Vorliegender Auszug:
.....
Manchmal-und das ist ihre große Stärke-inszeniert Kathryn
Bigelow diesen Film über die letztlich erfolgreiche Jagd eines Terroristen so,
als wäre sie selbst dabei gewesen. Fast beiläufig geht es dabei um mechanische
Abläufe, Funktionen und das Unterdrücken von Emotionen in einer krampfhaften
Professionalität. In diesen Momenten spürt man den Druck auf die Psyche und die
Bedeutung der Operation. Jessica Chastain spielt in diesem Szenario eine Frau,
die ihr Leben einem Sterben widmet, auf der Jagd nach Osama Bin Laden. Sie
beginnt professionell, aber zurückhaltend, bis sie sich völlig in der Arbeit
verliert. Sie hört auf ein Leben zu führen (nicht, dass man weißt, ob sie vorher eines hatte). Dann zeigt Bigelow ihre Kollegen,
meist müde Männer, die hart agieren, aber in ihrem Kern zerbrochen sind an den Methoden
und an einem innerpolitischen Druck, der vor allem dadurch zu Stande kommt,
dass die Charaktere sich ihm bewusst sind ohne, dass er explizit ausgesprochen
wird. Da gibt es Soldaten, die sie zwischen Angst, Galgenhumor, Freundschaft,
Wahnsinn und Professionalität beleuchtet, ganz wie in ihrem „The Hurt Locker“.
Bigelow scheint in diesen Teilen des Films eine Realität zu durchdringen, von
der man zu Recht fragen darf, woher sie diese denn so gut kennt. „Zero Dark
Thirty“ taucht völlig ein in diese Welt; die Welt aus „Argo“ von Ben Affleck,
wirkt dagegen-und man muss fairerweise dazu sagen, dass „Argo“ bei aller
Politik, die ja zudem nicht aktuell ist sicherlich mehr ein Unterhaltungsfilm sein
möchte-wie aus einem Comic, furchtbar bunt und unecht. Die Rauheit, das völlige
Chaos und die Unerbittlichkeit der Operationen in „Zero Dark Thirty“, das sich
Wiederholen und im Kreis drehen, machen den Film zu einer Tour de Force, die
einen fesselt bis man den Bildern (und das ist zugleich das größte Lob und die
größte Gefahr) völlig glaubt. Aufgrund des Realitätsbezugs erwischt man sich
ständig beim Gedanken an die Glaubwürdigkeit des Geschehens, ja auch an seine
Relevanz. Man wird fast zu einer politischen Diskussion animiert; wie es sich
für eine moderne politische Thematik gehört, verzichtet der Film größtenteils
auch auf Schwarz/Weiß-Malerei und beschränkt sich auf das Zeigen statt zu
Kommentieren.
.....
Ausgelesene Angaben:
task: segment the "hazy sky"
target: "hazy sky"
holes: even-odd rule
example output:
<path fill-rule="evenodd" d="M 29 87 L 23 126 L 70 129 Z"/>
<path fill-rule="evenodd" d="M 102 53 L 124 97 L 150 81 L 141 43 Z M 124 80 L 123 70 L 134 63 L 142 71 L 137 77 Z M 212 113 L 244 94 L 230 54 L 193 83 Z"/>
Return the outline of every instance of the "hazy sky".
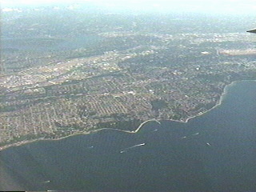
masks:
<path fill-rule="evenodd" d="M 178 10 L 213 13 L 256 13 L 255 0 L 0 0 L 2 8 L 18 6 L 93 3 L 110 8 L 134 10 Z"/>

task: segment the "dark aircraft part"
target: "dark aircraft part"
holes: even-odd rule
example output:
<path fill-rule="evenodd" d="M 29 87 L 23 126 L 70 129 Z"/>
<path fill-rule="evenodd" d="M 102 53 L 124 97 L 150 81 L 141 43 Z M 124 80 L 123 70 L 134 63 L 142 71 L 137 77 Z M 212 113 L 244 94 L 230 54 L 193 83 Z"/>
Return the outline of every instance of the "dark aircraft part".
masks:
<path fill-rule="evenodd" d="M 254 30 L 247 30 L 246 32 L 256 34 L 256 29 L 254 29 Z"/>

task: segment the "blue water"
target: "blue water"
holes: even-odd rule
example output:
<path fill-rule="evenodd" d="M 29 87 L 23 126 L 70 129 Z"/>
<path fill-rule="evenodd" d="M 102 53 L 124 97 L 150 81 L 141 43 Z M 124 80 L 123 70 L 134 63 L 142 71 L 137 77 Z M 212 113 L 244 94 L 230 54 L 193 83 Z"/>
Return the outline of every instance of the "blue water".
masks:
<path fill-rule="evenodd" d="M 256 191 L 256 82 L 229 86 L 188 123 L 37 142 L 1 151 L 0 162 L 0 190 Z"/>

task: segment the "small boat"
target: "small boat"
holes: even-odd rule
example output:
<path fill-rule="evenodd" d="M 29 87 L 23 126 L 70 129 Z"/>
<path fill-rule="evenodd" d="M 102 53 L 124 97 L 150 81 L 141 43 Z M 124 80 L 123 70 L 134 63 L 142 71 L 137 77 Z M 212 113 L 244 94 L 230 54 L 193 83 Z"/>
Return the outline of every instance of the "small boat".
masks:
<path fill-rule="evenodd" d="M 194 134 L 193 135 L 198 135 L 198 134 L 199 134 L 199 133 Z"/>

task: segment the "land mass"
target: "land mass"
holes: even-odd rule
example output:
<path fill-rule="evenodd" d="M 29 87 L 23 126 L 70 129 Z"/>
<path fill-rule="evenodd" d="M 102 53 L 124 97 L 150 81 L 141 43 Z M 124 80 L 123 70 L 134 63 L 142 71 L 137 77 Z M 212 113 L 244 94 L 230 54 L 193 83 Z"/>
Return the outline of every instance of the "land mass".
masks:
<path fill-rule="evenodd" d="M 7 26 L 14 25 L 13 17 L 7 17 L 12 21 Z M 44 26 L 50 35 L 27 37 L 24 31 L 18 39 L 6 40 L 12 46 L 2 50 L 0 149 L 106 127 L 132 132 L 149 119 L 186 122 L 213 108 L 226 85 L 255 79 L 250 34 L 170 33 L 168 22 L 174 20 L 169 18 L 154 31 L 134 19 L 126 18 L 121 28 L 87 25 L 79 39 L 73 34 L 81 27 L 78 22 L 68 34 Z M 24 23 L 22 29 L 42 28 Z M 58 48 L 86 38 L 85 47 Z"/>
.....
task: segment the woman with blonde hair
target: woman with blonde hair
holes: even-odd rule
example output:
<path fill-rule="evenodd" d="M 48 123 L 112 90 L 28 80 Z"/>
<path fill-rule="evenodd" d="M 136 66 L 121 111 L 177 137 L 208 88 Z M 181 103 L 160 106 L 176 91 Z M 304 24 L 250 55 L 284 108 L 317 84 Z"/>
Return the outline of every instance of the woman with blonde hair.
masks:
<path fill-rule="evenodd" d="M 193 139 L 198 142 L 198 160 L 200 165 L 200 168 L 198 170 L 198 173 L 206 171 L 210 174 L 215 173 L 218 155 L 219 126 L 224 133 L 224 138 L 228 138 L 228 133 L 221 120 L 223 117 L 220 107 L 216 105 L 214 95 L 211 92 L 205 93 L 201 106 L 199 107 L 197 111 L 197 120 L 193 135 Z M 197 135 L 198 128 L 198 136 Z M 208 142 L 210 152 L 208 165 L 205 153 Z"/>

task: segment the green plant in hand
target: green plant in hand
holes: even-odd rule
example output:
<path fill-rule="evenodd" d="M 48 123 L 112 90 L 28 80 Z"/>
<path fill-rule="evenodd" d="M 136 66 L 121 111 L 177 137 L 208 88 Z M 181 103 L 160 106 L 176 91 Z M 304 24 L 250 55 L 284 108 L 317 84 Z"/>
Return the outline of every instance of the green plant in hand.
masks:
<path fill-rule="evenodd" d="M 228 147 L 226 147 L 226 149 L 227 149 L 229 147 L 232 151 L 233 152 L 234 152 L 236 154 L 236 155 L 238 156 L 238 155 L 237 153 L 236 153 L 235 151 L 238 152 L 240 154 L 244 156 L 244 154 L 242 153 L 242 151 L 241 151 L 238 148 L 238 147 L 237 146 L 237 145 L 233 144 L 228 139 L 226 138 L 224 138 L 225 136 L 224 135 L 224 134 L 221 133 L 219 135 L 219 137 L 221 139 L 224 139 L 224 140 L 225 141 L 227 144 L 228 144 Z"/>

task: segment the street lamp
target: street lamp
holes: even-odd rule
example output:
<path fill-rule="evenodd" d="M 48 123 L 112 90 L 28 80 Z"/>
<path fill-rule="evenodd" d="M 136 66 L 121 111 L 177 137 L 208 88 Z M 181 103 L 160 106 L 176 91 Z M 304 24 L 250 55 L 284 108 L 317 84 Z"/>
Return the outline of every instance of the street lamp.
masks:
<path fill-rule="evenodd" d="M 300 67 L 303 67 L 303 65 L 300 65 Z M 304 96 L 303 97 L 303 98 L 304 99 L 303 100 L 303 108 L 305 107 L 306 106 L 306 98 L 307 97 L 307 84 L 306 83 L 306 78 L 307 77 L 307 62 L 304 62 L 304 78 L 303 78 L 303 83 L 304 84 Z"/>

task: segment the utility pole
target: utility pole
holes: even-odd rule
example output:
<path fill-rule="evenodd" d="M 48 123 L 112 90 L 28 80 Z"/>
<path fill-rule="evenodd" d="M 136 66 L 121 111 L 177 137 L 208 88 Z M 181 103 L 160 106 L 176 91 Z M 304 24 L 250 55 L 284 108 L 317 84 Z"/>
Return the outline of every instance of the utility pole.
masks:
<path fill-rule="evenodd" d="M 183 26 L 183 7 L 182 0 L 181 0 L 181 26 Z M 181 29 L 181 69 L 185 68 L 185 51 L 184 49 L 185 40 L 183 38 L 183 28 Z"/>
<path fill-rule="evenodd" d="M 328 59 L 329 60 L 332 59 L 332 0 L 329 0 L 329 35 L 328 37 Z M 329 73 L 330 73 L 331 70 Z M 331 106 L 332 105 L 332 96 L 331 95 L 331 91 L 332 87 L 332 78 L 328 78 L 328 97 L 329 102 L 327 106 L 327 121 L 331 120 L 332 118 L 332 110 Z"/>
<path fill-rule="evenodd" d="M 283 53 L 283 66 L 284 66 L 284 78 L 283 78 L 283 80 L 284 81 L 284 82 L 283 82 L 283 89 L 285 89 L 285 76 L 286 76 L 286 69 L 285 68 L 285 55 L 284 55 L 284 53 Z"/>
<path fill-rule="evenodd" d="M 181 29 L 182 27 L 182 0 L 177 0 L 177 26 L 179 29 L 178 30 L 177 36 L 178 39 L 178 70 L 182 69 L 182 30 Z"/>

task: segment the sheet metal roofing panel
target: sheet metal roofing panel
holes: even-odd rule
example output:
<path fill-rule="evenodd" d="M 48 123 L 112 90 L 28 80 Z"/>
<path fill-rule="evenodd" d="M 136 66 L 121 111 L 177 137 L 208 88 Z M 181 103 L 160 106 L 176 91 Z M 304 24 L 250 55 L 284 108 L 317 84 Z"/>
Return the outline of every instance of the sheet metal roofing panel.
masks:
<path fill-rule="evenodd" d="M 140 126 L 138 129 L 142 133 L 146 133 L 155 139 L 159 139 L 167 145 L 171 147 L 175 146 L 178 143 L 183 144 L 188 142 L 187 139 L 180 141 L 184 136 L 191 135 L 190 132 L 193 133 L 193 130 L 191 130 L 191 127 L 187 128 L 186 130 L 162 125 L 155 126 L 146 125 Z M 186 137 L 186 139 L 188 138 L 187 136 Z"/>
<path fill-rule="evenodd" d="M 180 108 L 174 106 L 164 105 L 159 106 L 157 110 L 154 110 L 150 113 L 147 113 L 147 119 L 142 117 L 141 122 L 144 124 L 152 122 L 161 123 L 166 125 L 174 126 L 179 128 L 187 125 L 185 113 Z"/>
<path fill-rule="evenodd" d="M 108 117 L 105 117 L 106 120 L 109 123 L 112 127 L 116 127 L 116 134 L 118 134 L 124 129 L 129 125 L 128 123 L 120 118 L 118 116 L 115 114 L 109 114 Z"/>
.....
Herausforderungen:
A - Welche Personen werden in der Filmkritik namentlich genannt? Führe alle auf.
B - Übersetze bitte diesen Satz aus der Filmkritik ins Englische: „In diesen Momenten spürt man den Druck auf die Psyche und die Bedeutung der Operation.“
C - Führe die Filmkritik zu „Zero Dark Thirty“ im Anschluss an ihren letzten Satz weiter.

Endergebnisse:
A - Kathryn Bigelow, Jessica Chastain, Osama Bin Laden, Ben Affleck

B - In these moments, one feels the pressure on the psyche and the significance of the operation.

C -
Allerdings gibt es vier Szenen im Film, die in einen Pathos
rutschen, der den ganzen Film an den Rand eines völlig unnötigen Abgrunds
bringt, der amerikanisches Kino von seiner pathetischsten Seite präsentiert,
was gerade in diesem hyper-realistischen Zusammenhang völlig aus dem Kontext
gerissen scheint.
1. Warum,
Kathryn Bigelow beginnt der Film mit einer schwarzen Leinwand und den Stimmen
der Opfer des World Trade Center Anschlages, die ihre Liebsten über das Handy
anrufen? (die Anrufe scheinen originale Dokumente zu sein.) Mit welcher
emotionalen Schiene hier versucht wird den Zuschauer ins Boot zu ziehen,
erscheint merkwürdig. Von den „Opfern“ ist auch gar nicht mehr die Rede im
Anschluss, eigentlich spielt der ganze Anschlag keine Rolle mehr. Er ist nur
der Auslöser. Gleich danach zeigt Bigelow die harten Foltermethoden der
Amerikaner. Will sie die beiden Szenen in Kontrast setzen oder will sie die
Foltermethoden rechtfertigen? Warum diese erste Szene?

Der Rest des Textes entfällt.